Work required: Reproduce word for word the lines of the items below, beginning at the line that contains "point_to(query) locates the arched doorway" and stopping after the line that contains "x=301, y=620". Give only those lines.

┄┄┄┄┄┄┄┄┄┄

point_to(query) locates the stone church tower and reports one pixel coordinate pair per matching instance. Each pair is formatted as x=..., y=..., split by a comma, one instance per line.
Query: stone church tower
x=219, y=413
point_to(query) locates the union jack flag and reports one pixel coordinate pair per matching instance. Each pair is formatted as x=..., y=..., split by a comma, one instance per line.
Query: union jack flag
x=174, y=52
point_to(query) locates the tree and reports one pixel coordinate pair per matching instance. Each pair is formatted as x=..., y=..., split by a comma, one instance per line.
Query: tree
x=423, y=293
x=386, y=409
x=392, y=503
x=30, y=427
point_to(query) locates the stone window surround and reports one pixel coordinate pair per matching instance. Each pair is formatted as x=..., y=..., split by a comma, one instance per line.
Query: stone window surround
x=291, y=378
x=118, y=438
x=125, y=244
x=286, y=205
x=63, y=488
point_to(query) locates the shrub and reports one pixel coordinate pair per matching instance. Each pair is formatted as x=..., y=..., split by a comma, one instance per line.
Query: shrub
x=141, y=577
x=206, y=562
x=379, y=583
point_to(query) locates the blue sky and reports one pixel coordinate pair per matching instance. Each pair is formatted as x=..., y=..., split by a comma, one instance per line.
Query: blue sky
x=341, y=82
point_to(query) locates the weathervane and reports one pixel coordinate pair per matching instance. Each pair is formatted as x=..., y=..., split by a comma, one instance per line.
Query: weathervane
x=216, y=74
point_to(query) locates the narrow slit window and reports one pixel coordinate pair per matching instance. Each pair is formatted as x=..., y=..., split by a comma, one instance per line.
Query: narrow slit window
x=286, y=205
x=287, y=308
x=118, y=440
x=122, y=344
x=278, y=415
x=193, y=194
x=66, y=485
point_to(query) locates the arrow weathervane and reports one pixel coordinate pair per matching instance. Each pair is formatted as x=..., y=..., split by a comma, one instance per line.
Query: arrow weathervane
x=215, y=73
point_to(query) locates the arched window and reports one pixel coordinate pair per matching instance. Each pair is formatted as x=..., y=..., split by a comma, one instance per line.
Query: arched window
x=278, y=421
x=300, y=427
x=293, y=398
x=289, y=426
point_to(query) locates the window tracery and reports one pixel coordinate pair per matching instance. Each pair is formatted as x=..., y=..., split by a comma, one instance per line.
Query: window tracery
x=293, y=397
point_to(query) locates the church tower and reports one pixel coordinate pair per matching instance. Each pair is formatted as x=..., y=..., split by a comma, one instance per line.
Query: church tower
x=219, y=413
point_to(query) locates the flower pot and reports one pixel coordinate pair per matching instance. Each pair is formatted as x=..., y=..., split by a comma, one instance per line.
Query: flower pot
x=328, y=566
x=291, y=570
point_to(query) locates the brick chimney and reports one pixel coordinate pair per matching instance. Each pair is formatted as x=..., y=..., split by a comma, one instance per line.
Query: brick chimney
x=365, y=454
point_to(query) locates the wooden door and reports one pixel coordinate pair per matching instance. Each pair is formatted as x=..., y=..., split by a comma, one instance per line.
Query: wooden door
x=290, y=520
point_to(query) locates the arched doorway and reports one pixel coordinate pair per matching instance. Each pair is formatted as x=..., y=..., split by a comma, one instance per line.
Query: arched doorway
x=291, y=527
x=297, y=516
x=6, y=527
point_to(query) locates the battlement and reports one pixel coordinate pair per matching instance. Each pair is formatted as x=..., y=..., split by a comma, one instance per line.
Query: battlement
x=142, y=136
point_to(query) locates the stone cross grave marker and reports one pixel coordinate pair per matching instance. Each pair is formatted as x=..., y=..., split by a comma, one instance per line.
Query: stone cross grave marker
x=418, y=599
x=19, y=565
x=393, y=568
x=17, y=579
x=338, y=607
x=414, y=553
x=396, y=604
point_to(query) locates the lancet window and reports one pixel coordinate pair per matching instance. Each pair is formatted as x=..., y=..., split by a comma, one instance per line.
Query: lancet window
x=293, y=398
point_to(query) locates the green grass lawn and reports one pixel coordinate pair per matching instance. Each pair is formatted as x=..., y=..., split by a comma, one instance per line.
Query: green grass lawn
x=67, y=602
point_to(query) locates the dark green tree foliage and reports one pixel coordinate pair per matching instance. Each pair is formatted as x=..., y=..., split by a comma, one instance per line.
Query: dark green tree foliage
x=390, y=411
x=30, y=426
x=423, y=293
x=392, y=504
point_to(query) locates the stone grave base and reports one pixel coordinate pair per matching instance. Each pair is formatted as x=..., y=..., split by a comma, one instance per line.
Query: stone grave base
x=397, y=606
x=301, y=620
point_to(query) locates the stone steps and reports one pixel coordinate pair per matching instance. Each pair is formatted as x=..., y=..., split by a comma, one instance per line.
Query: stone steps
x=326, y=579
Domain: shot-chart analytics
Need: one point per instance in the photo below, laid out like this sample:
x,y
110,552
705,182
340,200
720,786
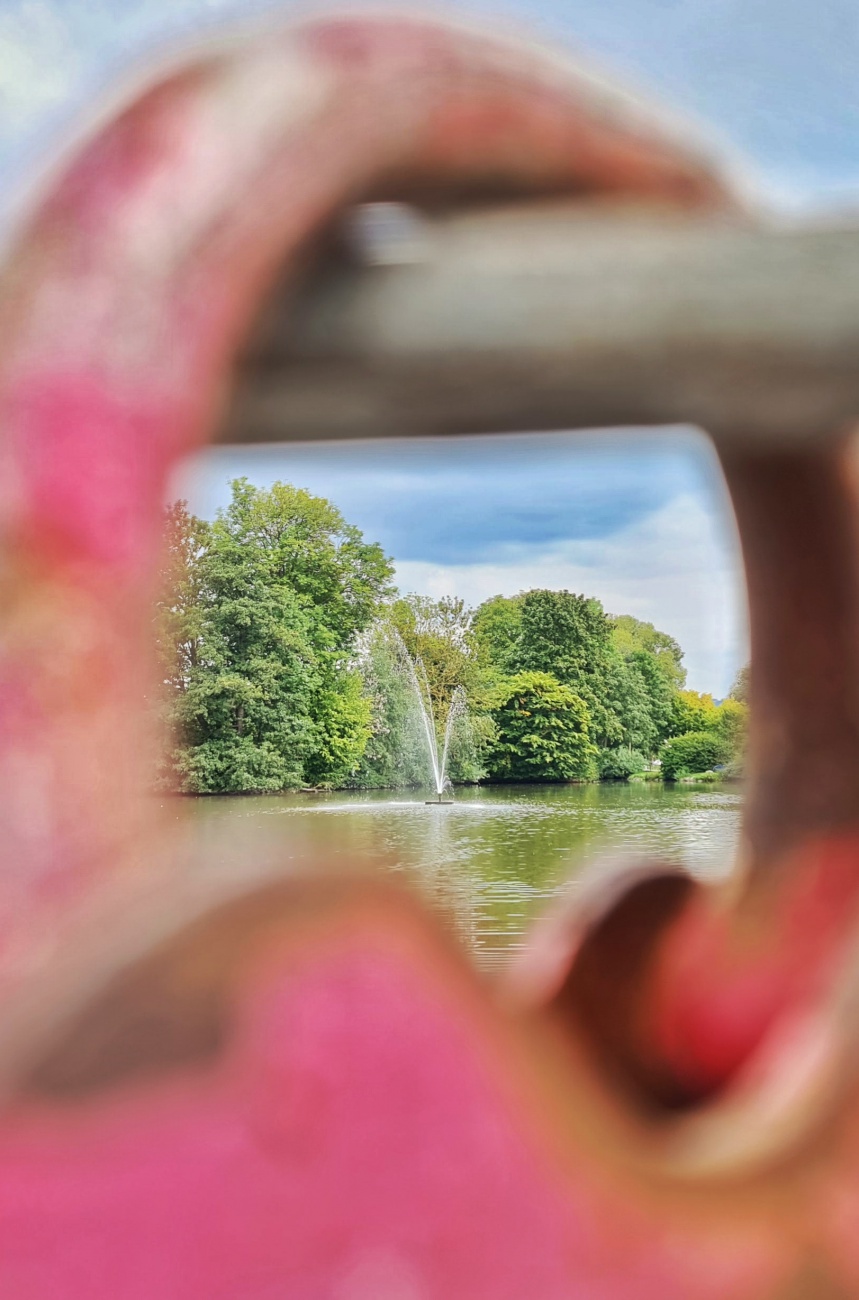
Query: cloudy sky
x,y
641,521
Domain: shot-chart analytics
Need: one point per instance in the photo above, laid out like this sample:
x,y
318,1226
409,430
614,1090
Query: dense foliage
x,y
289,659
256,629
542,731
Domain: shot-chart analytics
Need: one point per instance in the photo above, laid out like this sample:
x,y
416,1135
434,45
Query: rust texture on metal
x,y
255,1087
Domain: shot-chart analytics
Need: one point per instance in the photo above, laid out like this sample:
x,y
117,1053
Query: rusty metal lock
x,y
295,1087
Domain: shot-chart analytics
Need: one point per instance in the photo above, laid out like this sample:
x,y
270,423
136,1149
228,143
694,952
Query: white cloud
x,y
39,63
679,568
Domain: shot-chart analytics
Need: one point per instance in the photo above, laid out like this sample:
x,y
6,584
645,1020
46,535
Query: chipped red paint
x,y
367,1123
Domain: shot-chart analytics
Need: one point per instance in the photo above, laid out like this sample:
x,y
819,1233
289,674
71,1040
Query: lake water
x,y
494,858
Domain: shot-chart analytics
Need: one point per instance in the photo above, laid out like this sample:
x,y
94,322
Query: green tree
x,y
439,635
637,640
692,711
542,731
619,765
264,694
742,684
497,627
695,752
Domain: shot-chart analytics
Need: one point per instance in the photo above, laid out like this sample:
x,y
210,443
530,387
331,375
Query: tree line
x,y
281,638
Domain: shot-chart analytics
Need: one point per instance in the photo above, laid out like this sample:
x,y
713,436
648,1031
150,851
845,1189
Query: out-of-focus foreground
x,y
233,1084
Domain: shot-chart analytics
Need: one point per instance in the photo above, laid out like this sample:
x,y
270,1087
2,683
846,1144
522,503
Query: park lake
x,y
497,856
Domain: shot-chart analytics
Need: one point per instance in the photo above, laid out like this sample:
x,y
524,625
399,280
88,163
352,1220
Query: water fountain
x,y
456,709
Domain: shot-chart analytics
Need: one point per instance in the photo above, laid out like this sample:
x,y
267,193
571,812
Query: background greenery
x,y
283,646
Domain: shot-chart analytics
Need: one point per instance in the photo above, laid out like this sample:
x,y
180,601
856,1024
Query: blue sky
x,y
637,519
640,521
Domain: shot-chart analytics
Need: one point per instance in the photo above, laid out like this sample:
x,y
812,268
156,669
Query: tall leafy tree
x,y
278,588
542,731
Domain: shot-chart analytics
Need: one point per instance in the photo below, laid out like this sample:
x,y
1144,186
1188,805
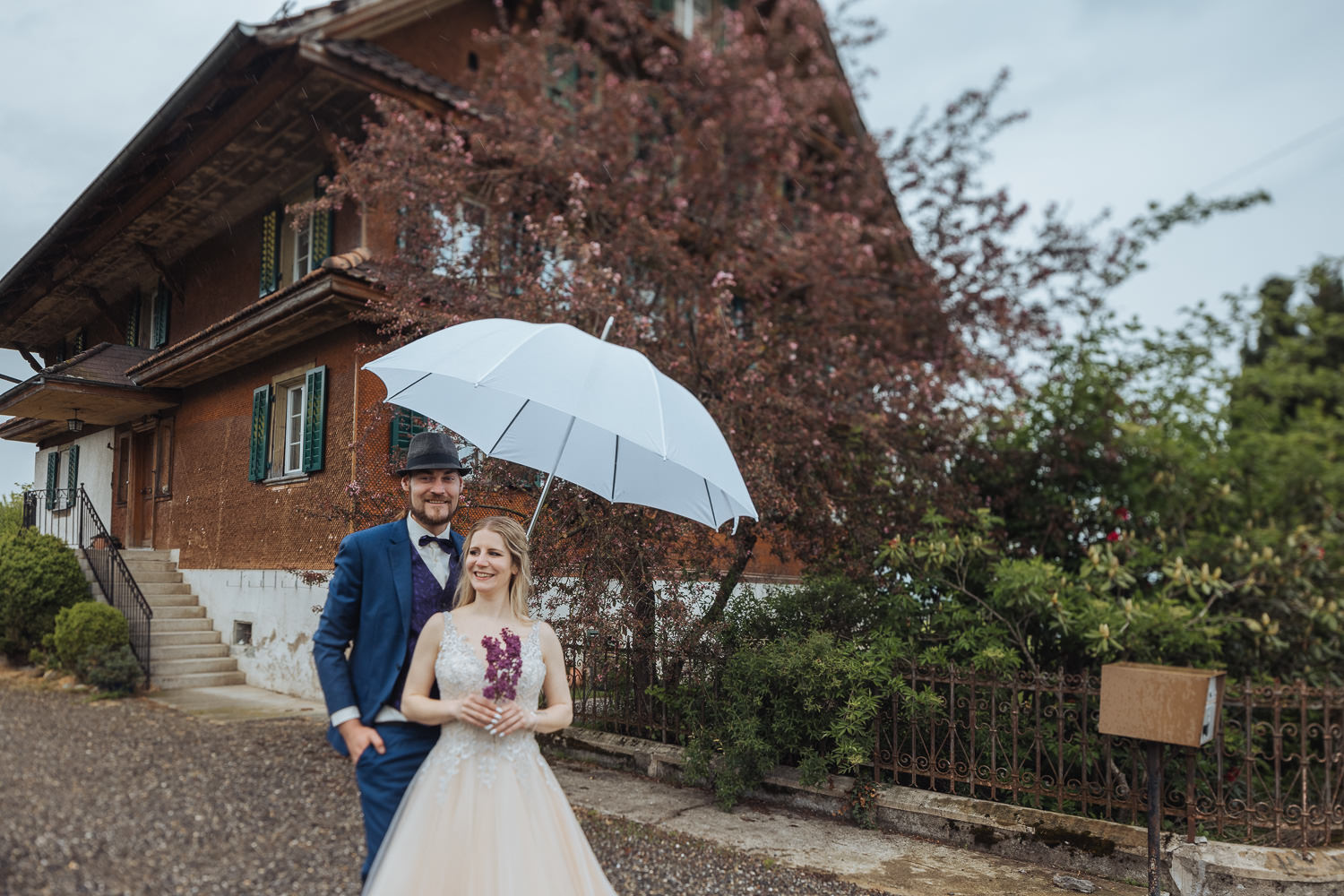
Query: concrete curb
x,y
1102,848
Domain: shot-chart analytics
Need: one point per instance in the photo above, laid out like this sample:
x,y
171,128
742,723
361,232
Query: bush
x,y
112,669
38,576
85,626
806,700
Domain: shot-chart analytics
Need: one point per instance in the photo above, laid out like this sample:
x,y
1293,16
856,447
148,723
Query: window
x,y
304,249
687,15
53,478
271,252
295,403
159,324
123,468
288,254
459,234
297,444
164,458
134,322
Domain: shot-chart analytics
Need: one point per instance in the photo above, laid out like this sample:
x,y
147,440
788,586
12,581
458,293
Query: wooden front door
x,y
142,504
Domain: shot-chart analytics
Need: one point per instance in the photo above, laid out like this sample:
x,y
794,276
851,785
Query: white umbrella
x,y
564,402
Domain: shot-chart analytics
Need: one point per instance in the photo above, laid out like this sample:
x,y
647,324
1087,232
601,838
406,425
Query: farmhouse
x,y
196,386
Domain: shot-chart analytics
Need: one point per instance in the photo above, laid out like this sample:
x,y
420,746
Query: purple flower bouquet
x,y
503,665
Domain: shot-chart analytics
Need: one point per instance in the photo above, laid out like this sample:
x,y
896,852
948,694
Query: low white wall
x,y
280,608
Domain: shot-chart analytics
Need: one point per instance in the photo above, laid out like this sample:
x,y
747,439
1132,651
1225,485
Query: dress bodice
x,y
460,670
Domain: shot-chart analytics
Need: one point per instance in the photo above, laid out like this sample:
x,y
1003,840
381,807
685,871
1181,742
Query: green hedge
x,y
86,626
38,576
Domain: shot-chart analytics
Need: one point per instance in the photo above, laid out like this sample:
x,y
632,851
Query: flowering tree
x,y
720,199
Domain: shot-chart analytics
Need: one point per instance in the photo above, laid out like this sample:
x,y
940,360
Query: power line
x,y
1277,153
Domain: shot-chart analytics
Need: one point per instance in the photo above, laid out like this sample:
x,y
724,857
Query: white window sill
x,y
289,478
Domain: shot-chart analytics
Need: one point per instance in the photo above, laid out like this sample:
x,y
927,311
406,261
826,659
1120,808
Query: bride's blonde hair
x,y
515,541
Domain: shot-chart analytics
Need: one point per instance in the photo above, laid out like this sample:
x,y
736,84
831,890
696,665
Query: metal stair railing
x,y
115,578
70,516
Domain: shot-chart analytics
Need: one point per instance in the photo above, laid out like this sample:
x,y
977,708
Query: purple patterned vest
x,y
426,599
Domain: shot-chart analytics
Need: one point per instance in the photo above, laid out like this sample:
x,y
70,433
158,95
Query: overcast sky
x,y
1129,102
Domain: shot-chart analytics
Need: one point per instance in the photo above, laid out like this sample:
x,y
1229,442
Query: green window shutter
x,y
405,425
260,450
134,323
320,242
269,252
163,301
73,474
314,419
53,471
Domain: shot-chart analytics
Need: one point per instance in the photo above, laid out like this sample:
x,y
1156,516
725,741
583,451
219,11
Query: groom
x,y
389,581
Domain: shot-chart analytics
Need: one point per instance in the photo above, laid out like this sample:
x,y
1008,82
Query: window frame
x,y
292,441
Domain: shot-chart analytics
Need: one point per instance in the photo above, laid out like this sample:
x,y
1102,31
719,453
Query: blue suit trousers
x,y
383,778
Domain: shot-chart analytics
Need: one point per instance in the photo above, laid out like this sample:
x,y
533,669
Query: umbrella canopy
x,y
564,402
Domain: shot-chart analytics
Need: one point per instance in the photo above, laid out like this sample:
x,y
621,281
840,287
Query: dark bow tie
x,y
446,544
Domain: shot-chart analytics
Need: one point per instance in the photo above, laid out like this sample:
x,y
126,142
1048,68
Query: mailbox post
x,y
1159,705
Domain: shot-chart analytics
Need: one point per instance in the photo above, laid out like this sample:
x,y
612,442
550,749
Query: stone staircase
x,y
185,649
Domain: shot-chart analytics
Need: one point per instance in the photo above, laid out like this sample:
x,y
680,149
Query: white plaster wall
x,y
280,608
94,473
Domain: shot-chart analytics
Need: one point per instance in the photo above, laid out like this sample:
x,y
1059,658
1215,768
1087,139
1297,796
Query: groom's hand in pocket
x,y
359,737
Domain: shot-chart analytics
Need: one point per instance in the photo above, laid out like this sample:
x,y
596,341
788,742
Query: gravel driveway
x,y
131,797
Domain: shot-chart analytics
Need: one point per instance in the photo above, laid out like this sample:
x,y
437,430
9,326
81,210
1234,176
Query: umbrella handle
x,y
546,489
550,478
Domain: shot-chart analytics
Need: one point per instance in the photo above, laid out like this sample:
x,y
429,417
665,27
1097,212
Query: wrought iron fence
x,y
1273,774
70,516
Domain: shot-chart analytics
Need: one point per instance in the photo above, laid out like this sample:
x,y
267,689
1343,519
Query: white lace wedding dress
x,y
484,814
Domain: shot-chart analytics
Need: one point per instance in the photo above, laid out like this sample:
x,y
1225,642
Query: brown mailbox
x,y
1166,704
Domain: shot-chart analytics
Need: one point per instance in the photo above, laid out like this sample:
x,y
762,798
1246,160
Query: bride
x,y
484,814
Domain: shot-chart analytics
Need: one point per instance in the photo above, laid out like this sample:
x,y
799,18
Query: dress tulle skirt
x,y
486,818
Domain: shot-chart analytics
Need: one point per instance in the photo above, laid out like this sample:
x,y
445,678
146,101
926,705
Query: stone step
x,y
199,680
177,611
161,667
148,568
187,650
145,554
183,638
163,575
163,587
166,626
171,600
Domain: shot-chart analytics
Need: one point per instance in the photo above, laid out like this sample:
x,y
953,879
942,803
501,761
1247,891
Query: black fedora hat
x,y
433,452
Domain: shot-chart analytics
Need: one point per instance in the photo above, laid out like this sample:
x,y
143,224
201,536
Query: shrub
x,y
85,626
38,576
806,700
112,669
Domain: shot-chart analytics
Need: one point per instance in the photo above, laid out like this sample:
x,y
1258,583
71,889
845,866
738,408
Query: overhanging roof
x,y
91,386
320,303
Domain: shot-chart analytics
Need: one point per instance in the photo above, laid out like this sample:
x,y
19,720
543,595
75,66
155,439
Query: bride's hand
x,y
478,711
513,718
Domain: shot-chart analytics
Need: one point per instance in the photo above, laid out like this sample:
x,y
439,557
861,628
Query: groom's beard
x,y
430,514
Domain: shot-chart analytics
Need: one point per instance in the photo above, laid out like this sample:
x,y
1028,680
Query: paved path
x,y
882,861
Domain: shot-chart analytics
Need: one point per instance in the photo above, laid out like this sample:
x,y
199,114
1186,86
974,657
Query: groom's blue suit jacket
x,y
368,602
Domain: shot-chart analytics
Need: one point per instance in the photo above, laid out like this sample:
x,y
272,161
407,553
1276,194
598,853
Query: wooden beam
x,y
169,281
96,297
31,360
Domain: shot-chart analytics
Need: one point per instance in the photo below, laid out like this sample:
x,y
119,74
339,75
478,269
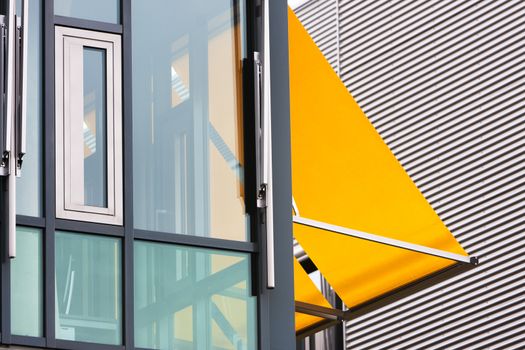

┄┄┄┄┄┄┄┄┄┄

Problem solution:
point_to(query) locates the arched doorway and reports one pixel coordinate pair per matching instance. Each pair is formatted as x=..., y=..., split by a comma, one instance per line.
Query: arched doorway
x=291, y=527
x=297, y=516
x=6, y=527
point_to(query) locates the battlement and reports one pixel coordinate pair per matching instance. Each pair is formatted as x=..., y=..., split by a comma, one instance per line.
Query: battlement
x=142, y=136
point_to(query) locates the stone cross grave marker and reports one pixel coordinate pair per matching instance. Each pair is formatted as x=..., y=..., split by a comma, one instance per line.
Query: stone cross grave marker
x=418, y=599
x=19, y=565
x=393, y=568
x=17, y=579
x=338, y=607
x=414, y=553
x=396, y=604
point_to(query) locates the lancet window and reports one pixel coordinate pair per matching instance. Each pair is formatted as x=..., y=..., split by a comma, one instance per line.
Query: lancet window
x=293, y=398
point_to(query) locates the green grass lawn and reports one pixel coordinate pair per matching instance. Each pair is formatted as x=..., y=..., split by a comma, one instance per line.
Query: green grass lawn
x=67, y=602
point_to(query) locates the dark green tree foliage and reports one pixel coordinate pair per matching instance. Each pair is formatted as x=..., y=..., split by a comma, one instance per line.
Query: dark green tree foliage
x=390, y=411
x=30, y=426
x=423, y=293
x=392, y=504
point_to(query) locates the stone grave base and reports one pixel coordinate pair per matching instance. Each pair is formatted as x=..., y=..., split by a comma, one instance per line.
Query: stone grave base
x=397, y=606
x=301, y=620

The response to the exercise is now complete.